→ Brief:
Find each line in the rows below that contains the word "green", and copy those lines in their original order.
**** Data records
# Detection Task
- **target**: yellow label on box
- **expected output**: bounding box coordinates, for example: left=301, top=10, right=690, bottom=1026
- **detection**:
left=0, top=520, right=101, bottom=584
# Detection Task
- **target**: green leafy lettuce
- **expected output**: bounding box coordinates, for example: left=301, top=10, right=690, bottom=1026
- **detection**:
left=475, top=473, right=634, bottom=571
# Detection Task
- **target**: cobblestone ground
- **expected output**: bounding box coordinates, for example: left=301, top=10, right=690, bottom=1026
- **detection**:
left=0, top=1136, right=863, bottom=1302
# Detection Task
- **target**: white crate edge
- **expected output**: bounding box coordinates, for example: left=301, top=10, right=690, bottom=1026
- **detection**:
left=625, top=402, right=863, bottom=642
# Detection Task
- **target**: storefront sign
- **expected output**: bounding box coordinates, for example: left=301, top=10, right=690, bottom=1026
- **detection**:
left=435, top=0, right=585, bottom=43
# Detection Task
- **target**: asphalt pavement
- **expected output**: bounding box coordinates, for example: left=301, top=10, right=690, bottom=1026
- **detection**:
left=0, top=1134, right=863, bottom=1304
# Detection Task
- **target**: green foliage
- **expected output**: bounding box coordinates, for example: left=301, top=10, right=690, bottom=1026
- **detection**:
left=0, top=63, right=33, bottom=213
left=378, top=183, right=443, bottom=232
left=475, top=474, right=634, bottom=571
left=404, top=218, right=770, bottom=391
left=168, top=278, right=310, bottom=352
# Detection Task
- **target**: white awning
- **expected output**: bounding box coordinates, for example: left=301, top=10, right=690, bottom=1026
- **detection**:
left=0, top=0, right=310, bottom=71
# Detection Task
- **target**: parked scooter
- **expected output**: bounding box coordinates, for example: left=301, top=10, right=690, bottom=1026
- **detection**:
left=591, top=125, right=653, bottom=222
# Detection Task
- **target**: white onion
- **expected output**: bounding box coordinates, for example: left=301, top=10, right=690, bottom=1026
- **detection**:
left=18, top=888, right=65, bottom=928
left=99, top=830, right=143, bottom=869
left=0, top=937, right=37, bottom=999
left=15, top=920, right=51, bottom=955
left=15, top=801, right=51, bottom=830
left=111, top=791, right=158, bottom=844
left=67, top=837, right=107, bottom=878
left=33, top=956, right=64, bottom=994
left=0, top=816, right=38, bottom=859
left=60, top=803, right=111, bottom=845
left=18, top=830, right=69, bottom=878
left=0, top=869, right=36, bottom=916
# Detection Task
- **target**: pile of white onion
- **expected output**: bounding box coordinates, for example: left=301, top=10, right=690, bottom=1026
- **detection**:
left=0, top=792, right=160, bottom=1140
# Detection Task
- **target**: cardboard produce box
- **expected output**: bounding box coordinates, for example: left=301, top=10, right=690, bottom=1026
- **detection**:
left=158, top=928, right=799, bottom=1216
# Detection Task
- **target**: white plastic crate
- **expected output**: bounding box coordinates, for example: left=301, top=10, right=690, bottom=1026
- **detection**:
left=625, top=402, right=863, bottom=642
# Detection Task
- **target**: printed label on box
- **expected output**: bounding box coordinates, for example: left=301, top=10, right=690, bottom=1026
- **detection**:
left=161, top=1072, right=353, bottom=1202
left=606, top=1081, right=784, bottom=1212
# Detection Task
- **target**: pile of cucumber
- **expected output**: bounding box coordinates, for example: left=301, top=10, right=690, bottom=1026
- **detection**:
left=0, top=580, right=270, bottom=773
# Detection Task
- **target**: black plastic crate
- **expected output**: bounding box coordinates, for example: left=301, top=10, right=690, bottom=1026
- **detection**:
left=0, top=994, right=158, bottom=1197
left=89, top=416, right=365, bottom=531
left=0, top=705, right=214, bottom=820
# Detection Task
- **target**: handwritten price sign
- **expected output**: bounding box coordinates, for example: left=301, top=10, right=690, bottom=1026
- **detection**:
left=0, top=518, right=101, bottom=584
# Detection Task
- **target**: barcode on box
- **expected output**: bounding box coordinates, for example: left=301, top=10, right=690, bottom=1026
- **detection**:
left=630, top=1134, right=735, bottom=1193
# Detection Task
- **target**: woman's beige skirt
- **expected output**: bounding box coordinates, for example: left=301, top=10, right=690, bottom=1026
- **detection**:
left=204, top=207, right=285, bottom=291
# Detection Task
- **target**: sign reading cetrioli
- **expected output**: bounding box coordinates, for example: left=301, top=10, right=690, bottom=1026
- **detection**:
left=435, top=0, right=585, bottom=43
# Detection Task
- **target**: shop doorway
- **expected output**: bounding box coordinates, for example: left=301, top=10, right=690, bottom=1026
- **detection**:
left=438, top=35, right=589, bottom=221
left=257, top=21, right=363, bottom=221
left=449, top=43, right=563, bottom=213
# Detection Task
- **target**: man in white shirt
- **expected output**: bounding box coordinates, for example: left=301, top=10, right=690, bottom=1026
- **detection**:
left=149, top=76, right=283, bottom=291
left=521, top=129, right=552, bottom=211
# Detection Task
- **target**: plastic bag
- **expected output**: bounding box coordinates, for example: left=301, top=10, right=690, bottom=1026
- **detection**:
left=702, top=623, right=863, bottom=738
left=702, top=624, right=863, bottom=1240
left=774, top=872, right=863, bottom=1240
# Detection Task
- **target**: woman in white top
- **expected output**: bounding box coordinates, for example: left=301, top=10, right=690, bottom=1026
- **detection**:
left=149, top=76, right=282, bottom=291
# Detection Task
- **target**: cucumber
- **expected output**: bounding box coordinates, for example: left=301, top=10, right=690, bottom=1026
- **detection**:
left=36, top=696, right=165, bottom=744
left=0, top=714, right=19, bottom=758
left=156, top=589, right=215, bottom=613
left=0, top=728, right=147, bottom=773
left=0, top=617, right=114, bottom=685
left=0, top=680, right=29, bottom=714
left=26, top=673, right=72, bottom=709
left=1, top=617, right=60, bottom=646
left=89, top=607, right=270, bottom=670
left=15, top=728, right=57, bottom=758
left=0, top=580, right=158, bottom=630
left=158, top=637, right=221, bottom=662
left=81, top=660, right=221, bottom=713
********
**** Data records
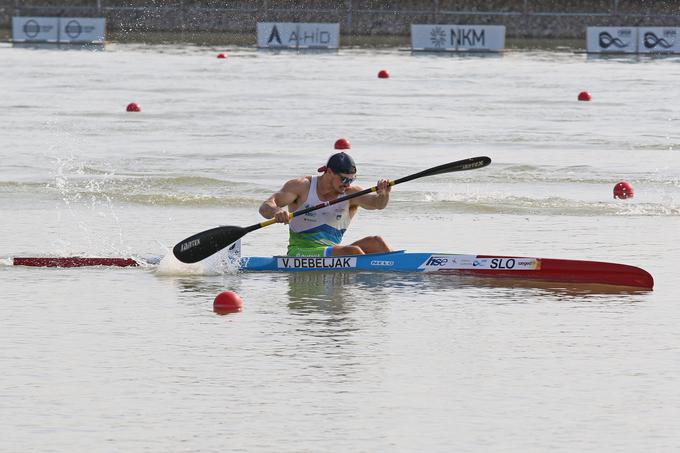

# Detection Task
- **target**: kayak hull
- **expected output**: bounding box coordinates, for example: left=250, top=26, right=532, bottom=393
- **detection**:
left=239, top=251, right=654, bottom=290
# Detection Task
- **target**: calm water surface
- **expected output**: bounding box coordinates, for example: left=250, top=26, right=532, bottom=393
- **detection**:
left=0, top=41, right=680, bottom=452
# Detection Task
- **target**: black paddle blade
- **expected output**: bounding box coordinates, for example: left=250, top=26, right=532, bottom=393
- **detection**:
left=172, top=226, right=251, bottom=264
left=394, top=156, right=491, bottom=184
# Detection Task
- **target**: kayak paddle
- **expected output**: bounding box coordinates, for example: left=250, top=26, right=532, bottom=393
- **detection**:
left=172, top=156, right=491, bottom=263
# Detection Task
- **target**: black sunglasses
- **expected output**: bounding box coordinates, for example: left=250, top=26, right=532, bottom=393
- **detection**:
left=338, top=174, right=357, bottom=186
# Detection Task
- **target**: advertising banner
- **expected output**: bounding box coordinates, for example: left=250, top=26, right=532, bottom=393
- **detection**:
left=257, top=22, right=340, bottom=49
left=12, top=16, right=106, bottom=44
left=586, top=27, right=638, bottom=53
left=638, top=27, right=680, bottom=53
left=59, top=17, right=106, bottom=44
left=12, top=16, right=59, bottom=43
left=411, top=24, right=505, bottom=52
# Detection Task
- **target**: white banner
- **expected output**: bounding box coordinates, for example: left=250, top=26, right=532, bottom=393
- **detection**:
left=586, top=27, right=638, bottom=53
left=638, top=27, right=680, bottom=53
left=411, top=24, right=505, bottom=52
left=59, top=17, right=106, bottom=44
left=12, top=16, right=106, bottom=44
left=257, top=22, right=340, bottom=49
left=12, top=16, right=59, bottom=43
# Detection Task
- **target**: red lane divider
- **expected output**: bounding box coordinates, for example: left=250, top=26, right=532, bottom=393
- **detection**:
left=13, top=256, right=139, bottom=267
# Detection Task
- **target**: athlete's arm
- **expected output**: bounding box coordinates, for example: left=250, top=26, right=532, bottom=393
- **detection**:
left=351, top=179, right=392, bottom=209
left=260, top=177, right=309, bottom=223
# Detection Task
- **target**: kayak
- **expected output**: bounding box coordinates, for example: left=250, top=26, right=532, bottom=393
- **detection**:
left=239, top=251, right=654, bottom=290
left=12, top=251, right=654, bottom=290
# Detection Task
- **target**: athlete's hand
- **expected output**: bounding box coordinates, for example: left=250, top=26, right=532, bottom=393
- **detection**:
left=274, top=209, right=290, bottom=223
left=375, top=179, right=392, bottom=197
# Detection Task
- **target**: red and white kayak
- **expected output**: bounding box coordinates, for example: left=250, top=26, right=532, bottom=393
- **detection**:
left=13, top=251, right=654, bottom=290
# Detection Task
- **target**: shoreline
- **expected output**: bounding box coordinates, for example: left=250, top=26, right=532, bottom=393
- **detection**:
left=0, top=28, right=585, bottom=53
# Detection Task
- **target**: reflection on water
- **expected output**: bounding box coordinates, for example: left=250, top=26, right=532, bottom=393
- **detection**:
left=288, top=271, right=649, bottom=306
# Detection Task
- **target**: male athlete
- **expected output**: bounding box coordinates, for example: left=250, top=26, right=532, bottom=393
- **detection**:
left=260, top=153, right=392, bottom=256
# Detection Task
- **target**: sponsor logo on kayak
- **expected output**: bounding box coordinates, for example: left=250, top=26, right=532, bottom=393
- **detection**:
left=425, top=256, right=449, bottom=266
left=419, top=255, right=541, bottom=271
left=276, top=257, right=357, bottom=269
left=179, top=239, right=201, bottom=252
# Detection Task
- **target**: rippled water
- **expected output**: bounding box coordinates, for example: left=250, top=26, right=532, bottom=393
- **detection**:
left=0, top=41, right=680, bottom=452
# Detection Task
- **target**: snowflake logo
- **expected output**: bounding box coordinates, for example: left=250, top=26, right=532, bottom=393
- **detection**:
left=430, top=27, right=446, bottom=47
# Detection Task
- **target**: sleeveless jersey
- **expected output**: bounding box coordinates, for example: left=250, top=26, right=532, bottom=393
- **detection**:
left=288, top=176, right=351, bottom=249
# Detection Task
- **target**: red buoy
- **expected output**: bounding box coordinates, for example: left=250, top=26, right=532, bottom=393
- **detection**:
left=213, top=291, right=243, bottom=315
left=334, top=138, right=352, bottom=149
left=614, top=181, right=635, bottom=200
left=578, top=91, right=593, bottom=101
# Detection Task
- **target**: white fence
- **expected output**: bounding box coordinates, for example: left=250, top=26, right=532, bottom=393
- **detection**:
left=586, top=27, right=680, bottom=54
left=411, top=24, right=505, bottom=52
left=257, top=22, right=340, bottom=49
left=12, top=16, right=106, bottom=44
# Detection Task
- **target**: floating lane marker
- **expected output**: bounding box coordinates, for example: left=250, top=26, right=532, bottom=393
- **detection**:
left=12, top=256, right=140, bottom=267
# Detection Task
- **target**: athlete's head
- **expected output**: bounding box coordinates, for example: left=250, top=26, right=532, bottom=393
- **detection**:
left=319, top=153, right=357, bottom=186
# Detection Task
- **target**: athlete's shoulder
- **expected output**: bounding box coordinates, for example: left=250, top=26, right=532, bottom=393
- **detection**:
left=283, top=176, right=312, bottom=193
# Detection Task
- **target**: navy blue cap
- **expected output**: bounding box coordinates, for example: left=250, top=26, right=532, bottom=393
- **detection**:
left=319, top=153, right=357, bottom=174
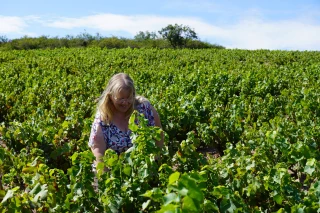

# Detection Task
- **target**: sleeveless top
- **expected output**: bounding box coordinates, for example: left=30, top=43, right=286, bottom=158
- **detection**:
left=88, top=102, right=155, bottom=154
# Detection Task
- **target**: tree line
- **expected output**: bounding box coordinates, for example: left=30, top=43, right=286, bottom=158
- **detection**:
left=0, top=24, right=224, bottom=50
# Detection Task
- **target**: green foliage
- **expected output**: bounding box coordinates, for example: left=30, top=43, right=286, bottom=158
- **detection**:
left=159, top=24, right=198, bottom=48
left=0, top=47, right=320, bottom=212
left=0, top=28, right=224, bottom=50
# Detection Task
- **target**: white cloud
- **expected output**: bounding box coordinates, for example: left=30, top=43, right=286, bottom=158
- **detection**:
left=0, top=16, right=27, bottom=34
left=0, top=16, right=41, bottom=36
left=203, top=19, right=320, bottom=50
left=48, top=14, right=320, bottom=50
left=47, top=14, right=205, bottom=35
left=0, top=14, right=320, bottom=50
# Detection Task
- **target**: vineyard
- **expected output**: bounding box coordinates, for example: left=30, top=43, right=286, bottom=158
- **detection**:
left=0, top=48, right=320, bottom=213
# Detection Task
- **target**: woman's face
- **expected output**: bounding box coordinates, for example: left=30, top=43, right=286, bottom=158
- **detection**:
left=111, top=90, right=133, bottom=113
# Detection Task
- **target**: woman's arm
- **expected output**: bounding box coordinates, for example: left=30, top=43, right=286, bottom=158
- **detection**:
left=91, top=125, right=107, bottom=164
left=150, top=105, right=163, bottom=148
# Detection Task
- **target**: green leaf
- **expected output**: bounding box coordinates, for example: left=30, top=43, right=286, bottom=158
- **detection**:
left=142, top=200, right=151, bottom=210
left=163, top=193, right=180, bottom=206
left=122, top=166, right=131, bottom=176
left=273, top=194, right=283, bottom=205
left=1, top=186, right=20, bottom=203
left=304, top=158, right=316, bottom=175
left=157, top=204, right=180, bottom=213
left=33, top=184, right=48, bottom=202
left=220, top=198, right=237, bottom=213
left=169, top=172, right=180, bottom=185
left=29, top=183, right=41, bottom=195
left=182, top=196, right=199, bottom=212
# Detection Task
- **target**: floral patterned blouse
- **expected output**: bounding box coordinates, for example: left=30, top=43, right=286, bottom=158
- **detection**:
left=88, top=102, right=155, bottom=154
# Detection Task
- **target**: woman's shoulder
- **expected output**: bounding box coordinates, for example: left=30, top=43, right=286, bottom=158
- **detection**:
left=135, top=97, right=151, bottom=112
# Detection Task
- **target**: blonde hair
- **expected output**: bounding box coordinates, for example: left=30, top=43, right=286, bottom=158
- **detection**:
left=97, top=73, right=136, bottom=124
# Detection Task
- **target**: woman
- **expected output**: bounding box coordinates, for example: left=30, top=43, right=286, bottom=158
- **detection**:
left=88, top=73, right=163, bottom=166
********
**** Data records
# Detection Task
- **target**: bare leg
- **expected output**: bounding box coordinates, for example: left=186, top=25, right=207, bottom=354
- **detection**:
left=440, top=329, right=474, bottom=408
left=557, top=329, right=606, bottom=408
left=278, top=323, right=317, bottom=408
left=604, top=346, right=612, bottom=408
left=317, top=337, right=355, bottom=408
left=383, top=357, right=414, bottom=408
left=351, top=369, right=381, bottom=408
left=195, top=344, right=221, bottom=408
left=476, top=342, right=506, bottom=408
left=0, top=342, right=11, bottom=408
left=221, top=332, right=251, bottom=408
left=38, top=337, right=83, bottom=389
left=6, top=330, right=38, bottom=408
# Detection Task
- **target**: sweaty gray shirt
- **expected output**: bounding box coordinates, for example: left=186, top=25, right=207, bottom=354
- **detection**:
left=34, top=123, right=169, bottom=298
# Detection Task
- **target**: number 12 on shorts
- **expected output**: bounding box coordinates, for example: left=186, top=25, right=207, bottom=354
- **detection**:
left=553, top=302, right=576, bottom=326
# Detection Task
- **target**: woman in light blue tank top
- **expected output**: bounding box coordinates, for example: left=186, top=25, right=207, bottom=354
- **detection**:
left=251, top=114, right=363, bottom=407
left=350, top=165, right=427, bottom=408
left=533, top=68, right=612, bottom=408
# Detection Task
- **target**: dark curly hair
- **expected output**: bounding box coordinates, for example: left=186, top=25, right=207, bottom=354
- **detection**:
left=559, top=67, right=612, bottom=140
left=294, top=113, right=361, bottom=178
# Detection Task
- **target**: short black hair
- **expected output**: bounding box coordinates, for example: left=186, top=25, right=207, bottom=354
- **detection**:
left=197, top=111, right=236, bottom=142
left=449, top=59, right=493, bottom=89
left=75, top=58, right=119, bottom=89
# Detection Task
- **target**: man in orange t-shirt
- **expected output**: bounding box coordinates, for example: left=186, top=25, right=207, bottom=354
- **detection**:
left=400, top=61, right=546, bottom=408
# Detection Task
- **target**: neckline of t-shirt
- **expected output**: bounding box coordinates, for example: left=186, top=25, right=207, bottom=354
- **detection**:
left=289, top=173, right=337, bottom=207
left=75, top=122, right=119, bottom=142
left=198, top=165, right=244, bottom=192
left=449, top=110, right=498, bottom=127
********
→ Expected output:
- **target**: green leafy lettuce
- **target**: green foliage
- **target**: green foliage
- **target**: green leaf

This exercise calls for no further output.